**Set task:** How many lines in the material below contain the string "white"? Case matters, so give only the number.
::::::
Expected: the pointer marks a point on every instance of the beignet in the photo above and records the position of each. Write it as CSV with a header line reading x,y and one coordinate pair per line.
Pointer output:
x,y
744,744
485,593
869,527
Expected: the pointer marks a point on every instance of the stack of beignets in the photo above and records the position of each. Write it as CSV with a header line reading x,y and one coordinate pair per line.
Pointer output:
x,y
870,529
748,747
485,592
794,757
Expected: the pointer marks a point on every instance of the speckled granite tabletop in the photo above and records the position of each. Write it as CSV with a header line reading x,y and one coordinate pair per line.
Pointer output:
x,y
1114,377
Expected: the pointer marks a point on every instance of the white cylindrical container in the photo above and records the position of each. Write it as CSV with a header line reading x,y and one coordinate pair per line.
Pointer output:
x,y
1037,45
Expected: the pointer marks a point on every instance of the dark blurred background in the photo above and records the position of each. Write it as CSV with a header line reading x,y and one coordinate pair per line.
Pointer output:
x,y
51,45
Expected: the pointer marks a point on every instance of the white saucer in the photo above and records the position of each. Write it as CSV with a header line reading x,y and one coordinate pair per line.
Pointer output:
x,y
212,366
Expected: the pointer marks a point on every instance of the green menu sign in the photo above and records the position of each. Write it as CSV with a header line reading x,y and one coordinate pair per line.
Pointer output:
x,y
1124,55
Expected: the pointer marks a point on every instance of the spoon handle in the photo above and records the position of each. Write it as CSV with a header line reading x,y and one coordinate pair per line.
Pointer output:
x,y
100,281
::::::
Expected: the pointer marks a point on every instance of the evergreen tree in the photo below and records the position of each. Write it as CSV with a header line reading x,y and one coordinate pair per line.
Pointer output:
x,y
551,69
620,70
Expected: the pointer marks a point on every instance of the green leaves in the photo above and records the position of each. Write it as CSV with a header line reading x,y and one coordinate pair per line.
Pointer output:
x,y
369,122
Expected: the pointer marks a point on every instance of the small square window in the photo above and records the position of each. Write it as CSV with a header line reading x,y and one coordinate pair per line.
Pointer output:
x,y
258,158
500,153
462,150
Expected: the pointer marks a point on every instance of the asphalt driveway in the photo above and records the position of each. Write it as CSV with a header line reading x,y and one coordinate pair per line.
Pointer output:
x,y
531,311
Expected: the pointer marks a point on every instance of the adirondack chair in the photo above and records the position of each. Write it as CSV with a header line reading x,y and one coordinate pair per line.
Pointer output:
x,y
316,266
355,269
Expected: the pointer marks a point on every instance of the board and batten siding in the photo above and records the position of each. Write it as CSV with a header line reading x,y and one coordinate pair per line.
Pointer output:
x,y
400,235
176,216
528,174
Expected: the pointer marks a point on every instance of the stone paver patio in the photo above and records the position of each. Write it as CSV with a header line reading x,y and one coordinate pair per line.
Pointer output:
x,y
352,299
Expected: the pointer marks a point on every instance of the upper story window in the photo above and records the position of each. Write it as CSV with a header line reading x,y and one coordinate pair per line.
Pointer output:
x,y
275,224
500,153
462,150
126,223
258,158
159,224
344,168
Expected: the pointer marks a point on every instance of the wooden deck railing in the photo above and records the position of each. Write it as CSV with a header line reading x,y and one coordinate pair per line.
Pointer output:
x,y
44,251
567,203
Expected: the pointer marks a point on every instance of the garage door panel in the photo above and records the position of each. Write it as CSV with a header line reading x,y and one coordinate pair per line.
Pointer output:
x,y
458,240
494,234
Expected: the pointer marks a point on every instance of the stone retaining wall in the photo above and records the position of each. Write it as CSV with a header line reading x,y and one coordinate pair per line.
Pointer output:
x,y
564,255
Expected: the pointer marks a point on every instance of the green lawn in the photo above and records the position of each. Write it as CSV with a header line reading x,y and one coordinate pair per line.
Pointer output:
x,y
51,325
::::::
**Correct response:** 2